◆ **Exercise goal**
Please continue the news piece below about Victoria Beckham reversing her decision to furlough staff, picking up after its final sentence.

** Opening Passage to read block **

Popstar turned fashion entrepreneur Victoria Beckham has canceled her plan to use the UK government's Job Retention Scheme that would have seen the state paying most of the salaries of her staff who are currently not working.
Beckham has reversed the decision to furlough 30 staff with the move following heavy press criticism that highlighted her family’s £300 million+ fortune and questioned whether she should have been allowed to access around £150,000 of public money.
Of course, Beckham isn't the sole owner of her company. She and her husband own 47% while Neo Investment Holdings pumped £30 million into the firm several years ago. Beckham and her financial backers would all have played a part in both deciding to furlough the staff in the first place and reversing the decision this week.
“We will not now be drawing on the government furlough scheme,” Beckham told The Guardian. “At the beginning of the lockdown, the shareholders agreed with senior management to furlough a small proportion of staff. At that point, we didn’t know how long the lockdown might last or its likely impact on the business. The welfare of my team and our business means everything to me.”
She said that the move into lockdown had happened very quickly and the company was making decisions at a rapid pace when it decided to furlough staff in the first place. “We’ve now reconsidered and we accept there’s a better way forward for our business. These are tough times and tough decisions and we don’t always get it right - all we can say is we are trying to protect our business and our staff.”
The fashion sector has been particularly in the spotlight during the lockdown with frequent press criticism of it trying to continue its business online, despite the fact that not doing so could mean the closure of some companies.

** Closing Passage to read block **
** Opening Dataset block **

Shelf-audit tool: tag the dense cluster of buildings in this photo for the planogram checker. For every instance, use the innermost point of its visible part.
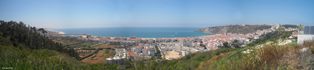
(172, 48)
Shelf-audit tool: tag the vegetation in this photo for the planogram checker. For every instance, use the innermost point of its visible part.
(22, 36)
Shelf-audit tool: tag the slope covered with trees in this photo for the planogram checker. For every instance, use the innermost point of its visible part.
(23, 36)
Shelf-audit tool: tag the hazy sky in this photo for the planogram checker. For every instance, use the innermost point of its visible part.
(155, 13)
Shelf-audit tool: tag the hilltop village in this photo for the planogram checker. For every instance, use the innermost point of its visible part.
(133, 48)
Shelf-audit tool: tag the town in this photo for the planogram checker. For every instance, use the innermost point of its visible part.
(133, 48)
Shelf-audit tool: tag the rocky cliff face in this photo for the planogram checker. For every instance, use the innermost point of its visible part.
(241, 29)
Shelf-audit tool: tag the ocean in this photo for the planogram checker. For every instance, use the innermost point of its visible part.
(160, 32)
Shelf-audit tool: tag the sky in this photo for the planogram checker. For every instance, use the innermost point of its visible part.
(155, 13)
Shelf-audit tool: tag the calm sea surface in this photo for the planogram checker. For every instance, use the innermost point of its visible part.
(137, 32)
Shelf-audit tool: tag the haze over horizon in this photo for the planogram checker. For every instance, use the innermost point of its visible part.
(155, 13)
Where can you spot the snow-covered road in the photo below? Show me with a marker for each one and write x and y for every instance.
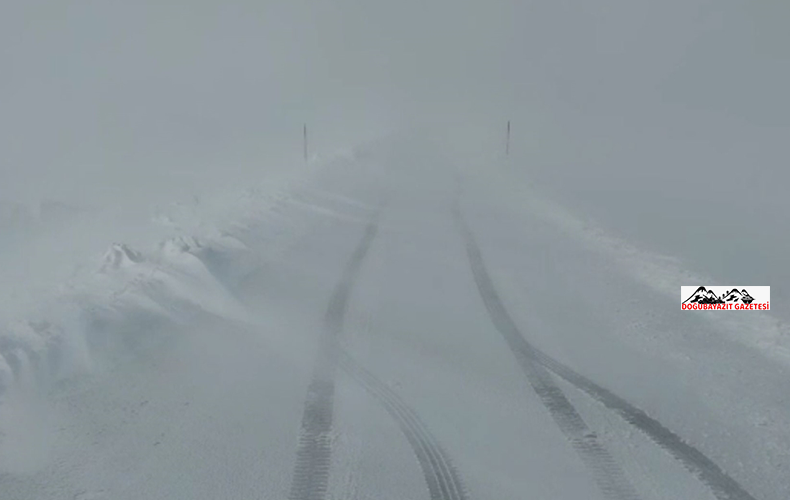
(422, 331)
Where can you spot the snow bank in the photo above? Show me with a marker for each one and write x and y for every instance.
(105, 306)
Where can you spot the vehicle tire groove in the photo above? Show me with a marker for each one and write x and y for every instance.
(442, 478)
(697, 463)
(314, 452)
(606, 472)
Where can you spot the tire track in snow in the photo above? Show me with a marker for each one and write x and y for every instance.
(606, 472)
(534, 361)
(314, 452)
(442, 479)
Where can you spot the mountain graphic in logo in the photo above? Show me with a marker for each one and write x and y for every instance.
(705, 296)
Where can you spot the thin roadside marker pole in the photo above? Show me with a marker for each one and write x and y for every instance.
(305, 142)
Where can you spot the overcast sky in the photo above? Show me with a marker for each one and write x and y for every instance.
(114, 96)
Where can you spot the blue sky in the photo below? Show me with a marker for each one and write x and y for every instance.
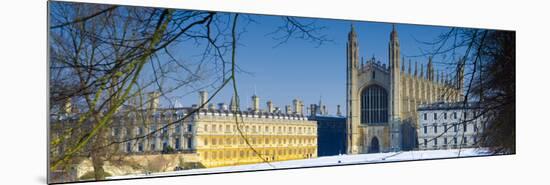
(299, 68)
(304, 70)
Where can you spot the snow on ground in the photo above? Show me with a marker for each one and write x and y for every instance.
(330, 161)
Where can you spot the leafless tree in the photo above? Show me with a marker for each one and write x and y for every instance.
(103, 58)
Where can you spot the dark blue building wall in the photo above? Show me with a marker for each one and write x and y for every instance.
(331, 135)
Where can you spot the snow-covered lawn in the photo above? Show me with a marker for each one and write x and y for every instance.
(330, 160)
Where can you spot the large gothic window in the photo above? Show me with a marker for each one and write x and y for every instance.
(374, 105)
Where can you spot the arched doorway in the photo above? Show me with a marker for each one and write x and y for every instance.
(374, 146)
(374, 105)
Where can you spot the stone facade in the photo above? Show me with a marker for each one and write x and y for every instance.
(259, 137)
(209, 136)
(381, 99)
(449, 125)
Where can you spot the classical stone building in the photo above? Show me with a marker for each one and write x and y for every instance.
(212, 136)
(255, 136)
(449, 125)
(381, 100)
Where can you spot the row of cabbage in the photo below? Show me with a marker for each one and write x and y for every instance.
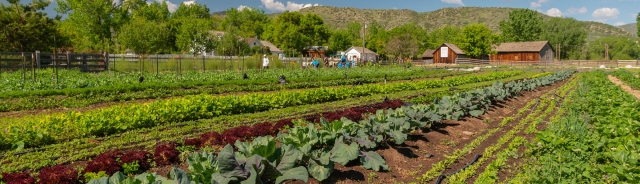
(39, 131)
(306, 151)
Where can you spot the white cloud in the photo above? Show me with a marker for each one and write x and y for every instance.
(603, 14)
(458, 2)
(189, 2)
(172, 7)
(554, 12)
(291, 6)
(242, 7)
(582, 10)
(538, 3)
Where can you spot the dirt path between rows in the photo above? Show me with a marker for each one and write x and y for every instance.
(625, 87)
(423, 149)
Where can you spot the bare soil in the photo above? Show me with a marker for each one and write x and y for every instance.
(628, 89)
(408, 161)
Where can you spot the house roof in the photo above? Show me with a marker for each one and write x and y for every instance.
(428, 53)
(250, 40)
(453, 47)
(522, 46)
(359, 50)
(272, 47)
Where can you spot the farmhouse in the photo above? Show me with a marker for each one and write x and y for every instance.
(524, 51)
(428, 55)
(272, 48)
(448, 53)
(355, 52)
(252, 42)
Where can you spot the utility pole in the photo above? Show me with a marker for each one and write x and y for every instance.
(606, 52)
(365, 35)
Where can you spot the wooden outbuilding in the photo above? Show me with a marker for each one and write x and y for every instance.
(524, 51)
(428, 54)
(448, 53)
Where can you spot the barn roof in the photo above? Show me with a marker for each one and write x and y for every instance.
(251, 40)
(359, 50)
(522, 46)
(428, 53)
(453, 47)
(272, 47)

** Closing Dataset block **

◆ **Answer box**
Companies run (or fronted) by wealthy individuals, or those with small groups of staff that are particularly well-paid have also been in the spotlight. Premier League football clubs, for instance, have been criticized for applying for public money while their star footballers have been paid tens of thousands of pounds (sometimes hundreds of thousands) a week.
A source close to Victoria Beckham told The Guardian that she’s “well aware of the intense scrutiny that comes with being in the public eye, and doesn’t complain about it”.
The report also said that the board thinks the company can get through the current crisis by using its own cash resources and that online sales for the brand since the lockdown has been higher than expected. It's also expected that the Italian factories that make most of its products will be operational by May 11.
Victoria Beckham’s loss-making company had been expected to break even this year but this is unlikely given the coronavirus crisis. It's been reported that Beckham herself is not taking a salary from the company and that she and her backers could be planning to pump more money into it.